Task -
In the material below, find the line that contains "Target: black and white cycling jersey" and the line that contains "Question. Locate the windshield in", then write out exactly those two lines and everything between them.
*** Entries supplied ***
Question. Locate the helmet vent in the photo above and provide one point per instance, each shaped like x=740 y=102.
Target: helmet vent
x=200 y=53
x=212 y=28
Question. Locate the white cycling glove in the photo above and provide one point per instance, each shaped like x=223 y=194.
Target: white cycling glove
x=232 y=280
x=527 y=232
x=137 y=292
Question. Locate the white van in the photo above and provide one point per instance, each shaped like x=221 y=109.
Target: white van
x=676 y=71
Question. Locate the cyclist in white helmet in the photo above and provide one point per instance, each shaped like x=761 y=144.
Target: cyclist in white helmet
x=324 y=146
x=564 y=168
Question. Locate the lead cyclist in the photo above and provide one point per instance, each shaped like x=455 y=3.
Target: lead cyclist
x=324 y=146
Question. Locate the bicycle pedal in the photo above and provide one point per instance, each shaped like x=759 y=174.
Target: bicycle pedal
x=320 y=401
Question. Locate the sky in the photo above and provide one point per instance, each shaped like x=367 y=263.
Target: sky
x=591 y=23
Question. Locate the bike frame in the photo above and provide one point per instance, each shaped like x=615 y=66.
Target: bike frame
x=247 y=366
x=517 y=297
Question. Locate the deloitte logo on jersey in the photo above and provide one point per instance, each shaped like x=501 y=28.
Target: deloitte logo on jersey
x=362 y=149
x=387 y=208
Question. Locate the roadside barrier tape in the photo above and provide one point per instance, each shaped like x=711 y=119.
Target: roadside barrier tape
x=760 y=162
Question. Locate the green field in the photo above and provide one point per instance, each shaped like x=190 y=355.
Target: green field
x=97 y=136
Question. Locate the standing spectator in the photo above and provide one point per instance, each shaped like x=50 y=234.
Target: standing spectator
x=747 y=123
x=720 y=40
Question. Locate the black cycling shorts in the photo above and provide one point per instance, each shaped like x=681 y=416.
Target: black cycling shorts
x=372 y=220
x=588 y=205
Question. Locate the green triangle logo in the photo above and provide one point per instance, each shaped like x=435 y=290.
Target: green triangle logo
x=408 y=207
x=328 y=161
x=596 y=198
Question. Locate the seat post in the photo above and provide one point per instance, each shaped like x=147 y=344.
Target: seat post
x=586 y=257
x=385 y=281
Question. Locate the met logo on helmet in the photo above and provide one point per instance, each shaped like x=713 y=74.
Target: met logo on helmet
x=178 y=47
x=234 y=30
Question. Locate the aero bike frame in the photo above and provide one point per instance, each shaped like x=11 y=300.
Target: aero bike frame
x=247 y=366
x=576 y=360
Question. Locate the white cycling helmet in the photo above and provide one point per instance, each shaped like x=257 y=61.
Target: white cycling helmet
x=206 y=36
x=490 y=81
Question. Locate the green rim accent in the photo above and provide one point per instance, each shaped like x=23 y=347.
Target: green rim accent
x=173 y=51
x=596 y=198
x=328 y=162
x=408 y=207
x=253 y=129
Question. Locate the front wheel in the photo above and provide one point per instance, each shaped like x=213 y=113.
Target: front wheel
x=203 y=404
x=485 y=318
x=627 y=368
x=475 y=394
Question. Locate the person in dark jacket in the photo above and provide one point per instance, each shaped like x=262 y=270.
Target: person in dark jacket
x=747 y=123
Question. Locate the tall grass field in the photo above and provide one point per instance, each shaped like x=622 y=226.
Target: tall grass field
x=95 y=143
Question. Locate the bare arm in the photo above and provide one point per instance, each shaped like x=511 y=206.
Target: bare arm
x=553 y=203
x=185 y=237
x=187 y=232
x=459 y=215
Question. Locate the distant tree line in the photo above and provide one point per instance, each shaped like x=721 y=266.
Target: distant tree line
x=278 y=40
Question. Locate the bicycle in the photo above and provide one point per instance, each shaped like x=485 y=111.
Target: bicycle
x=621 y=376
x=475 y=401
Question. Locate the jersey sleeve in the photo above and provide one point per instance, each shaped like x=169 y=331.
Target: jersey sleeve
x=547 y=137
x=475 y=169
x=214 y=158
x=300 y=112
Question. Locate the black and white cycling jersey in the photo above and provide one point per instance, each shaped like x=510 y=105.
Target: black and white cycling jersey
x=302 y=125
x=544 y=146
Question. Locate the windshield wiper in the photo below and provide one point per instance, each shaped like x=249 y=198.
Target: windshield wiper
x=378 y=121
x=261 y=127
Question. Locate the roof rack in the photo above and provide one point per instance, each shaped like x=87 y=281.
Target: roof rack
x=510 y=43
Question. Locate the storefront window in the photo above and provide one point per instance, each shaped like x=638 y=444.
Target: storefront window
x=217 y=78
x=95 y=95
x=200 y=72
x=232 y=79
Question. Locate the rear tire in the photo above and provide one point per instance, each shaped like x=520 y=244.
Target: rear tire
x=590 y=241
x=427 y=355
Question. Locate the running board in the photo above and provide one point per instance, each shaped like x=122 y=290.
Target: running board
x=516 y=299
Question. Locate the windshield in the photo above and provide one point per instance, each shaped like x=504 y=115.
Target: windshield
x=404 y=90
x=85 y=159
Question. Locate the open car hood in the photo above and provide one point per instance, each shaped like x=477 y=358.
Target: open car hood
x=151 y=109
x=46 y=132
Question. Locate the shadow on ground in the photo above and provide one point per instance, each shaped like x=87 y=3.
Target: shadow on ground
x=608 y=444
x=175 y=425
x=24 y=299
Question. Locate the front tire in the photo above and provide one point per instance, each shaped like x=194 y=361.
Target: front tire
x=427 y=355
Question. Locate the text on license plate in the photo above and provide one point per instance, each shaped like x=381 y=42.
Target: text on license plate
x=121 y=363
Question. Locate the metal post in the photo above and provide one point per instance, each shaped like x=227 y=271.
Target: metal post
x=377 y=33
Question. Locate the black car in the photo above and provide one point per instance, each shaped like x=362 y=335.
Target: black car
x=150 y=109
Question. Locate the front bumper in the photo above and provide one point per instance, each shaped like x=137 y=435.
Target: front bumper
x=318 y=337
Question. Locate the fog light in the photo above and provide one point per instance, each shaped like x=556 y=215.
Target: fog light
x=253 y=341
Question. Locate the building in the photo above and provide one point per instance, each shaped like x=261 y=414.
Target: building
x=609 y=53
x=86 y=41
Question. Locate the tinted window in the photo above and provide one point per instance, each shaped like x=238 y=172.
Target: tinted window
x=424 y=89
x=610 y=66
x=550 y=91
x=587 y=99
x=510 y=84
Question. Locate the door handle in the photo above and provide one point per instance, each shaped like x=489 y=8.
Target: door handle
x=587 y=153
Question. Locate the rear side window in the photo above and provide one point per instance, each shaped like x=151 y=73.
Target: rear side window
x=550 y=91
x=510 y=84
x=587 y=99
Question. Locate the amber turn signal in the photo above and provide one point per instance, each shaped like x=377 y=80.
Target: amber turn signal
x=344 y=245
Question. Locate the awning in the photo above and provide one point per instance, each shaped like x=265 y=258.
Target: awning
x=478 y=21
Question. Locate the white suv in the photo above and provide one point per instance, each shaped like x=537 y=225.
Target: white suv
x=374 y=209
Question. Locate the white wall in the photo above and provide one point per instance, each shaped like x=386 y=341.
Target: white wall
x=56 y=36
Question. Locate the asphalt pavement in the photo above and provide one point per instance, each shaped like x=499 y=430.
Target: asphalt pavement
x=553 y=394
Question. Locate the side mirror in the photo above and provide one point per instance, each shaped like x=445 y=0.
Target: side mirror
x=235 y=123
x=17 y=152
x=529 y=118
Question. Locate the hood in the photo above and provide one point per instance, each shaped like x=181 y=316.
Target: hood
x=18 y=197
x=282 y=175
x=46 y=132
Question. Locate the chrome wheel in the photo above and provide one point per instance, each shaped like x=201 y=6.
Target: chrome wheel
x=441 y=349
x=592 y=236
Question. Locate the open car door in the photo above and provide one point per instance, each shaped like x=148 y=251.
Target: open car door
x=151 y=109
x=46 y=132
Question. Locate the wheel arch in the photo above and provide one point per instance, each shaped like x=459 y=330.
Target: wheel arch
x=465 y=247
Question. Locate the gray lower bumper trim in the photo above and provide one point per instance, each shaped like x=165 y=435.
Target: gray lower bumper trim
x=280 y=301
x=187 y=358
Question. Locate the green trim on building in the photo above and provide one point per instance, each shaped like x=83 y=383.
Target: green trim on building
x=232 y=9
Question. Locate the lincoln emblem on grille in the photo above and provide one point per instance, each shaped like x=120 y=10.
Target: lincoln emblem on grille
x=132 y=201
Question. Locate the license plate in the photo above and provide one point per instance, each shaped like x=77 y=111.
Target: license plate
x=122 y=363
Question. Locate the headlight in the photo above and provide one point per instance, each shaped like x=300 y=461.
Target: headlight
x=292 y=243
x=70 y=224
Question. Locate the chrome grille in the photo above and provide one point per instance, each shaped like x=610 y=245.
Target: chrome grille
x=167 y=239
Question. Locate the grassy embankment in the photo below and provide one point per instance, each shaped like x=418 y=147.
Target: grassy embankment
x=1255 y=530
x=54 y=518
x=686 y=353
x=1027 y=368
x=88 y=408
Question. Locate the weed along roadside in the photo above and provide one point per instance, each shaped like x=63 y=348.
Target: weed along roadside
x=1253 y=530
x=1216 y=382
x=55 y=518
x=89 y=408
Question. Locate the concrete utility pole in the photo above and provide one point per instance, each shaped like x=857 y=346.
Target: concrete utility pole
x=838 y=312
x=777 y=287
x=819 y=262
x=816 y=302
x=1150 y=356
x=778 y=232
***
Response to this exercise -
Target: black and white cycling jersey
x=302 y=125
x=544 y=146
Question. Locate the windshield wiper in the photo below and provide one point per instance, each shaped like x=249 y=198.
Target: windshield wiper
x=378 y=121
x=261 y=127
Question. Locate the roof rack in the photo above and provide one point per instance, each shaped like x=87 y=281.
Target: roof rack
x=510 y=43
Question. Locate the storefront window in the photo above and provide one point per instance, each shaped like x=638 y=444.
Target: storefront window
x=217 y=78
x=95 y=95
x=200 y=72
x=232 y=79
Question. Locate the rear tire in the photo above and provide one point per instance, each shaped like x=520 y=244.
Target: rear tire
x=590 y=241
x=427 y=355
Question. Locate the running board in the photo above and provide one point per instance, each shaped like x=122 y=290.
Target: running board
x=516 y=299
Question. Locate the windshield in the photo above and provide one point per instance, each shaped like x=504 y=115.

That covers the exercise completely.